DIRECTION:
Lay out the rows as a numbered list, starting at the row that contains "of the brown" and ending at the last row, with blank lines left out.

MATERIAL SHOWN:

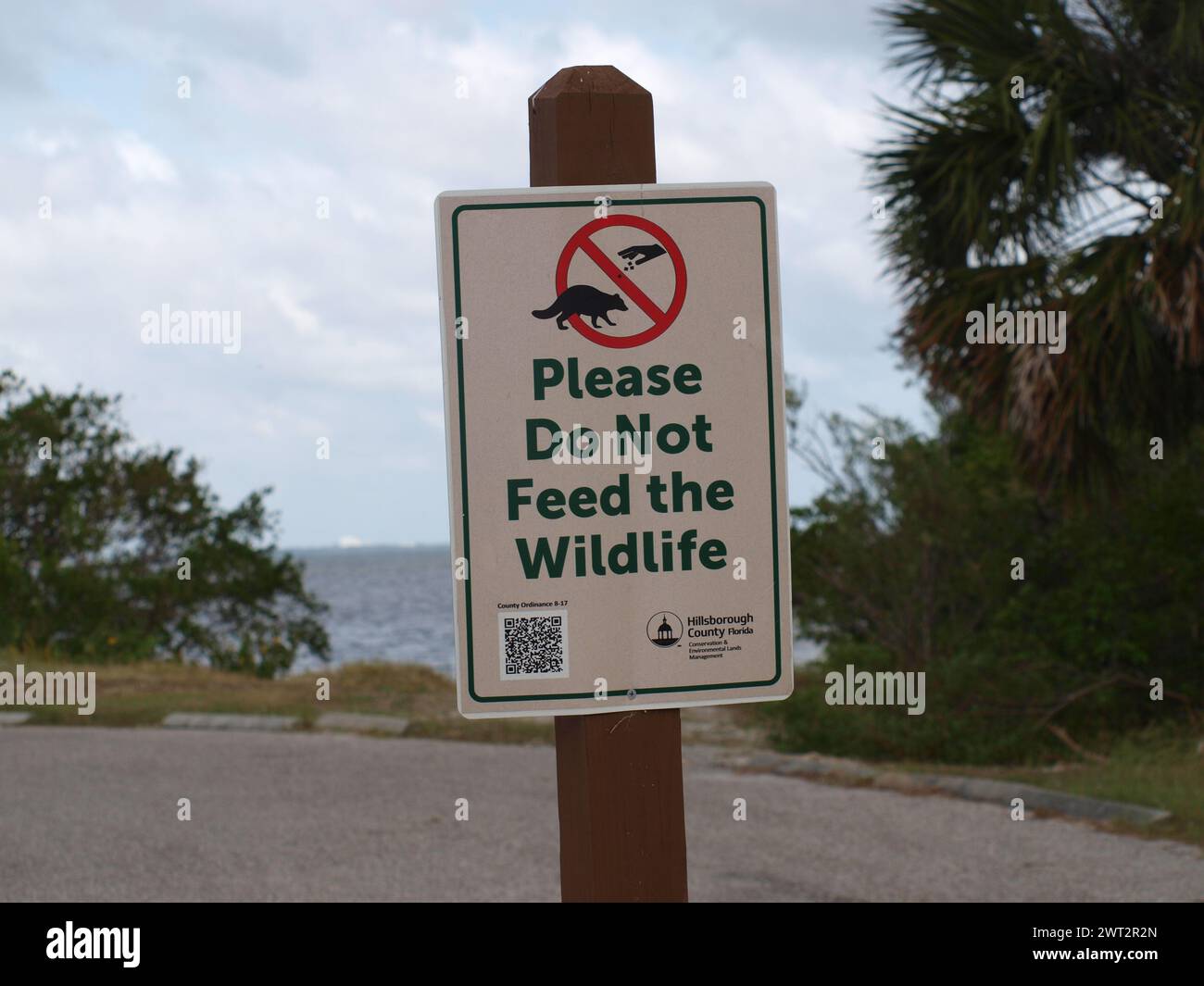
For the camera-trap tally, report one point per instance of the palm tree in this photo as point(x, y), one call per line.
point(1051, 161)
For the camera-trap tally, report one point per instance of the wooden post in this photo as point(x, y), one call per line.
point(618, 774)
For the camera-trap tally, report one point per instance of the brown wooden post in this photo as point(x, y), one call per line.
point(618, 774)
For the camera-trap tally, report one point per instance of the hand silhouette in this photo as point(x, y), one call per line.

ANSWER TO THIS EXERCISE:
1. For the camera-trap tally, report one point per instance of the brown wooden post in this photo as point(x, y), one call per line.
2. point(618, 774)
3. For the camera-trap tally, report one point per instance of the hand silhouette in this photo as point(x, y), one call per line.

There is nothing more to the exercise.